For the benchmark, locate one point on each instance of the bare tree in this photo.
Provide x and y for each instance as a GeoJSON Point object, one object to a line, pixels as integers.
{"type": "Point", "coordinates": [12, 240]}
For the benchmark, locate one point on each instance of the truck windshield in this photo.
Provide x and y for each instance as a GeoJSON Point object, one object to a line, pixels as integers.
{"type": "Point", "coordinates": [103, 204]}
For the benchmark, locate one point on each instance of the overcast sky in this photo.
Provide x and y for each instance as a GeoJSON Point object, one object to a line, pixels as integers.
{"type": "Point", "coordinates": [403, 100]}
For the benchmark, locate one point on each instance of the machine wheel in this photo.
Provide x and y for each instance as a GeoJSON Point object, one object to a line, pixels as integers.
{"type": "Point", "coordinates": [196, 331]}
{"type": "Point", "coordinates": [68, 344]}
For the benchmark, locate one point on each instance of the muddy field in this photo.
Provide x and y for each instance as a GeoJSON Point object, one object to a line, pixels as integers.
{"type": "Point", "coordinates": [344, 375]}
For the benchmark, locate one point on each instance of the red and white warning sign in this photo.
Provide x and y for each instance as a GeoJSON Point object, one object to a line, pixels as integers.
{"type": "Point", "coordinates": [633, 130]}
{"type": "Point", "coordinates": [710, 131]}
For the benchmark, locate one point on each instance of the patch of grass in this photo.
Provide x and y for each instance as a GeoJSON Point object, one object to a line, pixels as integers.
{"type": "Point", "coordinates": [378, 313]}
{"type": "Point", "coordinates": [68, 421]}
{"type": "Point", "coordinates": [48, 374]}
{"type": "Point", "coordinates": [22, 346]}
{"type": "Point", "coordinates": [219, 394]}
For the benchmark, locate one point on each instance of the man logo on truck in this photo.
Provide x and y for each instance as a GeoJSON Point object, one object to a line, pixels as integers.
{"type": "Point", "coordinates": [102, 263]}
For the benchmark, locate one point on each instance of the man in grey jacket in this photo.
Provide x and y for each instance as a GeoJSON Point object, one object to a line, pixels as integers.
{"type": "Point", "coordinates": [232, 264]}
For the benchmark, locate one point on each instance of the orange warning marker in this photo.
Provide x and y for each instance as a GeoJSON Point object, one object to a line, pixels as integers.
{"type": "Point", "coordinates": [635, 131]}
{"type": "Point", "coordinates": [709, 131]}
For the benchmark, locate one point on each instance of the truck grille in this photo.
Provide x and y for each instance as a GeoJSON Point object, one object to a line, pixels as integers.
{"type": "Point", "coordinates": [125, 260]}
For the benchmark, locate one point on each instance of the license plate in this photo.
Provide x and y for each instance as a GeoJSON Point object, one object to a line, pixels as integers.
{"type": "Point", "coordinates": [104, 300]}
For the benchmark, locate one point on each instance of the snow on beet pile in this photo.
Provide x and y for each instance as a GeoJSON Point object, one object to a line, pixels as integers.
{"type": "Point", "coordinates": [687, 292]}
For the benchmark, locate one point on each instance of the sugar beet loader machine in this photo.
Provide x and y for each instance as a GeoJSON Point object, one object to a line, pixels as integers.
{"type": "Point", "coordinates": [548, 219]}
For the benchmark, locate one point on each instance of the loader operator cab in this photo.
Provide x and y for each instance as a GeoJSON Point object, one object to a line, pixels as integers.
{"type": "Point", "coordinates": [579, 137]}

--------------------------------------------------

## Directions
Give back the whole listing exactly as it reads.

## Worked solution
For the benchmark, locate one point on each instance of the bare tree in this photo.
Provide x and y for each instance as a GeoJSON Point object, one object to a line, pixels as integers.
{"type": "Point", "coordinates": [12, 240]}
For the benchmark, locate one point on each instance of the truck windshield in this photo.
Provide x and y for each instance as a GeoJSON Point object, one object to a line, pixels as integers.
{"type": "Point", "coordinates": [103, 204]}
For the benchmark, locate one point on each instance of the overcast sky in this photo.
Provide x and y for each instance as a GeoJSON Point object, one object to a line, pixels as integers.
{"type": "Point", "coordinates": [403, 100]}
For the benchmark, locate one point on each instance of the machine wheel in this photo.
Provide x and y for each instance as a GeoJSON Point object, one object to a line, pixels as integers.
{"type": "Point", "coordinates": [196, 331]}
{"type": "Point", "coordinates": [68, 344]}
For the benchmark, locate one point on each instance of the muddy field in this photo.
Provide x and y for each instance as a GeoJSON Point object, one object to a line, pixels as integers.
{"type": "Point", "coordinates": [344, 375]}
For the benchmark, locate one point on each instance of the red and white warning sign in this photo.
Provide x and y for each instance as a GeoJSON Point object, one object to a line, pixels as integers.
{"type": "Point", "coordinates": [633, 130]}
{"type": "Point", "coordinates": [710, 131]}
For the benchmark, locate one point on each instance of the patch of grass in this photo.
Provide x and y for each instance as a GeoJSON Point object, one object to a line, pixels as integers.
{"type": "Point", "coordinates": [378, 313]}
{"type": "Point", "coordinates": [68, 421]}
{"type": "Point", "coordinates": [48, 374]}
{"type": "Point", "coordinates": [22, 346]}
{"type": "Point", "coordinates": [219, 394]}
For the benchmark, locate one point on each instance of the man logo on truck in this photo.
Provide x and y for each instance as a GeoJSON Point object, one object to a line, pixels as integers.
{"type": "Point", "coordinates": [102, 263]}
For the benchmark, locate one point on each instance of the man in grey jacket in this photo.
Provide x and y for each instance as a GeoJSON Point object, one object to a line, pixels as integers.
{"type": "Point", "coordinates": [232, 264]}
For the benchmark, locate one point on each instance of the orange warning marker in this photo.
Provide x and y for each instance as a GeoJSON Point object, one object to a line, pixels as integers.
{"type": "Point", "coordinates": [635, 131]}
{"type": "Point", "coordinates": [709, 131]}
For the benchmark, locate one point on each instance of the truck grille in this photo.
Provide x and y for each instance as a GeoJSON Point object, one object to a line, pixels as integers.
{"type": "Point", "coordinates": [125, 260]}
For the benchmark, locate one point on each instance of the license plate in this photo.
Provide x and y for each instance as a GeoJSON Point object, one object to a line, pixels as integers.
{"type": "Point", "coordinates": [104, 300]}
For the benchmark, locate one point on each instance of the snow on beet pile in this photo.
Provide x and y for each instance as a GeoJSON Point object, one object to a line, pixels as integers.
{"type": "Point", "coordinates": [687, 292]}
For the benchmark, locate one point on each instance of the sugar beet loader machine in this photo.
Provide x and y for each instance as a GeoJSON Point object, one object to a line, pixels as integers.
{"type": "Point", "coordinates": [548, 219]}
For the benchmark, locate one point on each instance of the loader operator cab in this photo.
Provide x and y for each instance as a GeoJSON Point object, one object to a line, pixels as integers.
{"type": "Point", "coordinates": [579, 137]}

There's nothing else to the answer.